**Stored data:**
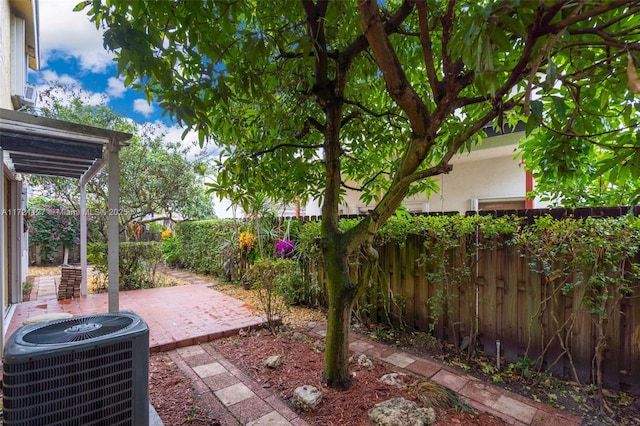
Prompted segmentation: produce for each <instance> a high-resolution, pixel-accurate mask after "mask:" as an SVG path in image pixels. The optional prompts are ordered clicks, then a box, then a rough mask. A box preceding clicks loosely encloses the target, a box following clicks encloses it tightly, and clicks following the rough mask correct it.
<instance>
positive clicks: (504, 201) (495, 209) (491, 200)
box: [478, 198, 525, 211]
mask: <svg viewBox="0 0 640 426" xmlns="http://www.w3.org/2000/svg"><path fill="white" fill-rule="evenodd" d="M524 208H525V199H524V198H523V199H521V200H520V199H509V200H478V211H482V210H517V209H524Z"/></svg>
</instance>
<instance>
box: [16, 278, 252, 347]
mask: <svg viewBox="0 0 640 426" xmlns="http://www.w3.org/2000/svg"><path fill="white" fill-rule="evenodd" d="M119 305H120V310H130V311H133V312H135V313H136V314H138V315H140V316H141V317H142V318H143V319H144V320H145V321H146V323H147V325H148V326H149V347H150V349H151V351H152V352H153V351H167V350H171V349H175V348H177V347H184V346H190V345H193V344H196V343H199V342H200V343H201V342H205V341H208V340H214V339H217V338H220V337H224V336H229V335H232V334H237V332H238V331H239V330H240V329H244V328H256V327H259V326H260V325H261V324H262V323H263V322H264V320H263V318H262V316H261V315H260V314H259V313H258V311H257V310H256V309H255V308H254V307H252V306H249V305H247V304H246V303H244V302H242V301H239V300H237V299H234V298H232V297H229V296H227V295H225V294H223V293H220V292H218V291H215V290H213V289H211V288H208V287H206V286H204V285H186V286H177V287H162V288H152V289H144V290H133V291H126V292H120V303H119ZM108 306H109V303H108V294H107V293H100V294H89V295H87V296H82V297H80V298H77V299H68V300H57V299H56V298H55V297H53V298H49V299H47V300H37V301H30V302H24V303H20V304H18V305H17V306H16V308H15V311H14V313H13V316H12V318H11V322H10V324H9V327H8V329H7V333H6V336H5V337H6V338H8V337H9V336H10V335H11V334H13V333H14V332H15V331H16V330H17V329H18V327H20V326H21V325H22V322H23V321H24V320H26V319H27V318H30V317H33V316H36V315H41V314H46V313H52V312H67V313H70V314H72V315H73V316H82V315H92V314H97V313H104V312H108V310H109V308H108Z"/></svg>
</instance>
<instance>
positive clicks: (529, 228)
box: [176, 215, 640, 387]
mask: <svg viewBox="0 0 640 426" xmlns="http://www.w3.org/2000/svg"><path fill="white" fill-rule="evenodd" d="M526 220H527V219H524V218H516V217H501V218H494V217H492V216H481V215H474V216H468V217H461V216H459V215H451V216H449V215H430V216H416V217H407V216H406V215H399V216H397V217H393V218H391V219H390V220H389V221H388V223H387V224H386V225H385V226H383V227H382V228H381V229H380V230H379V232H378V234H377V235H376V237H375V239H374V244H373V245H372V246H371V247H363V248H362V250H361V251H360V252H358V253H356V254H354V255H353V256H352V258H350V259H348V261H349V264H350V266H351V279H352V280H353V281H354V282H361V283H362V286H361V288H362V291H363V293H362V295H361V297H360V298H359V299H358V301H357V303H356V305H355V307H354V308H355V310H354V315H355V316H356V317H357V318H359V319H360V320H361V321H362V322H367V321H371V320H376V321H377V322H378V323H380V322H384V321H386V322H387V323H388V324H394V323H395V324H397V325H400V326H402V325H404V324H406V322H405V319H404V315H406V312H407V311H406V307H407V302H408V301H409V300H410V297H408V296H407V295H405V294H392V292H391V288H390V282H389V273H388V272H387V273H380V272H381V271H382V270H383V265H381V264H380V261H379V260H378V259H377V254H378V253H380V254H381V256H382V254H385V253H386V251H387V250H388V248H391V249H393V246H395V245H397V246H398V247H402V246H403V245H405V244H406V242H407V241H408V238H409V237H410V236H414V237H411V238H416V237H415V236H417V238H421V239H424V250H425V252H424V253H423V254H422V256H421V257H420V258H419V262H420V264H419V265H418V266H419V267H420V268H421V269H420V270H422V271H424V272H422V273H423V274H424V276H425V278H426V280H427V284H428V286H430V288H431V287H434V288H436V289H437V291H435V293H434V294H432V296H431V298H429V299H428V300H427V301H426V304H427V307H428V309H427V312H428V314H427V315H428V320H429V321H430V323H429V326H430V327H431V331H433V327H434V326H436V325H438V326H446V327H447V330H448V334H449V335H450V336H451V337H452V340H453V341H454V342H456V344H457V345H458V349H459V350H461V351H463V350H466V355H467V357H471V356H473V355H474V353H475V350H476V348H477V346H478V345H477V340H478V332H479V328H478V327H479V324H478V312H476V303H482V302H483V301H482V300H479V299H476V292H477V291H478V283H477V282H476V281H477V280H476V273H475V271H476V268H477V267H478V265H479V262H480V261H481V260H482V256H483V255H484V253H489V251H490V250H495V249H496V248H498V247H500V246H501V245H505V244H509V245H514V246H515V248H516V249H517V250H519V252H520V253H521V255H522V256H523V257H526V258H527V262H528V263H529V268H530V270H531V271H532V272H534V273H537V274H539V275H541V277H542V278H543V286H542V287H541V289H540V292H541V295H540V302H539V306H538V307H537V311H536V312H534V314H532V315H531V316H530V317H529V318H530V321H531V323H530V324H535V323H536V322H540V321H541V320H542V319H543V317H544V319H545V320H546V319H548V324H547V326H545V327H536V328H535V330H541V331H539V333H541V334H542V336H531V332H532V330H534V328H533V327H531V326H530V327H529V339H530V340H531V339H532V338H535V340H536V341H541V342H542V346H541V350H542V353H535V354H534V355H532V356H529V355H530V348H527V350H526V353H525V354H524V359H527V360H529V359H533V360H534V361H533V362H535V367H536V368H538V369H540V368H542V367H546V368H547V369H550V368H551V367H553V366H554V364H557V363H560V362H561V361H563V362H564V360H566V361H567V364H568V365H569V368H570V369H571V370H572V374H573V376H574V379H575V380H576V381H579V380H578V376H579V374H578V372H577V371H576V368H575V366H574V363H575V359H574V358H575V356H576V354H574V353H572V339H573V338H574V337H573V336H574V334H575V326H576V324H577V320H578V315H580V318H582V317H585V318H588V319H590V320H591V321H592V323H593V326H594V330H595V331H596V335H597V338H596V343H595V346H596V347H595V349H594V356H593V368H592V373H591V375H592V380H593V381H594V382H595V383H597V384H598V386H599V387H601V386H602V364H603V359H604V357H605V354H606V351H607V350H609V349H611V348H610V347H608V344H609V343H608V340H607V333H606V330H607V327H608V325H609V322H611V321H613V320H616V319H617V318H618V316H619V315H620V313H619V312H620V304H621V301H622V299H623V298H625V297H627V296H628V295H630V294H631V293H632V292H634V291H636V292H637V290H638V289H637V288H634V287H633V286H637V285H638V284H637V283H638V279H640V265H639V263H638V250H639V249H640V219H638V218H636V217H623V218H612V219H600V218H599V219H593V218H588V219H573V218H564V219H560V220H556V219H554V218H552V217H550V216H544V217H537V218H535V219H534V220H533V221H532V223H531V224H527V223H526ZM294 223H295V225H294V228H295V232H292V233H291V236H290V239H291V240H292V241H294V242H295V250H294V252H293V255H292V260H294V261H296V262H298V263H299V268H300V271H302V274H303V276H304V280H305V282H304V284H296V285H297V286H298V287H296V288H295V292H293V294H295V300H296V302H298V303H305V304H308V305H311V306H323V305H324V304H325V303H326V287H325V286H326V279H327V277H326V276H324V273H323V272H322V271H323V261H322V255H321V250H320V246H319V242H320V223H319V222H304V223H299V222H297V221H296V222H294ZM356 223H357V219H348V220H342V221H341V222H340V227H341V229H342V230H346V229H348V228H350V227H352V226H354V225H355V224H356ZM241 226H242V225H238V223H236V222H231V221H207V222H191V223H185V224H180V226H179V227H178V228H177V230H176V239H177V240H178V242H177V243H176V246H177V247H178V248H179V249H178V252H180V256H179V258H180V262H181V263H183V265H187V266H188V267H191V268H192V269H195V270H197V271H198V272H204V273H216V272H218V273H219V272H220V271H222V270H223V268H222V265H223V257H224V256H226V257H227V258H229V256H228V255H226V254H225V255H224V256H223V255H222V254H221V253H225V252H224V248H225V247H227V245H228V242H229V241H238V236H239V233H240V232H241V230H247V229H244V228H242V227H241ZM287 228H289V225H287ZM278 236H279V237H280V238H282V236H280V235H278ZM191 245H193V246H191ZM238 251H239V249H238ZM387 262H388V261H387ZM413 266H415V265H404V267H406V268H407V270H406V273H414V269H413ZM398 270H400V269H398ZM461 292H466V295H465V296H466V297H465V300H466V302H465V304H464V305H462V306H460V309H461V310H464V313H465V315H466V318H467V319H469V318H470V319H471V323H470V324H468V325H466V326H465V327H466V328H462V327H461V328H460V329H459V330H458V329H457V328H456V327H457V326H458V325H459V324H461V323H460V320H456V319H455V317H454V315H452V311H453V309H452V307H453V306H454V304H458V306H459V305H460V299H459V298H460V297H461ZM567 296H571V297H572V298H573V299H574V300H576V301H578V305H579V306H577V307H576V309H575V310H574V312H572V313H568V314H567V315H565V316H562V317H561V316H559V315H556V308H558V307H560V306H561V303H564V302H563V298H566V297H567ZM461 312H462V311H461ZM451 318H453V319H451ZM392 319H393V321H392ZM443 321H444V322H443ZM551 347H559V348H560V350H559V351H558V353H554V354H553V356H554V358H553V359H548V355H549V354H550V353H551V351H550V348H551ZM554 350H555V349H554ZM543 363H546V365H543ZM532 367H533V365H532Z"/></svg>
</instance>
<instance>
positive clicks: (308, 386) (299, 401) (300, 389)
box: [293, 385, 322, 411]
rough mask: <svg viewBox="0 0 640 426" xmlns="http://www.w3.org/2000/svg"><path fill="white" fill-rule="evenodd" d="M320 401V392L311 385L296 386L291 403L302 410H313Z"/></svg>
mask: <svg viewBox="0 0 640 426" xmlns="http://www.w3.org/2000/svg"><path fill="white" fill-rule="evenodd" d="M320 401H322V392H321V391H320V390H319V389H318V388H316V387H315V386H311V385H304V386H300V387H297V388H296V389H295V390H294V391H293V403H294V405H295V406H296V407H298V408H300V409H302V410H304V411H313V410H314V409H315V408H316V407H317V406H318V404H320Z"/></svg>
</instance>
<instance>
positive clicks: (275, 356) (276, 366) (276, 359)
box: [263, 355, 282, 368]
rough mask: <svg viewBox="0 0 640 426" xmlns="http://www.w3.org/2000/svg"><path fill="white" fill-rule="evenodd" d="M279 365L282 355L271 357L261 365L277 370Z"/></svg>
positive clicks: (265, 366)
mask: <svg viewBox="0 0 640 426" xmlns="http://www.w3.org/2000/svg"><path fill="white" fill-rule="evenodd" d="M280 364H282V355H271V356H270V357H269V358H267V359H266V360H264V362H263V365H264V366H265V367H267V368H278V367H280Z"/></svg>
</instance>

**EXERCISE DETAILS:** Figure out how many lines of the data above include "positive", then give the number and nothing more.

**OUTPUT FOR THIS TASK:** 5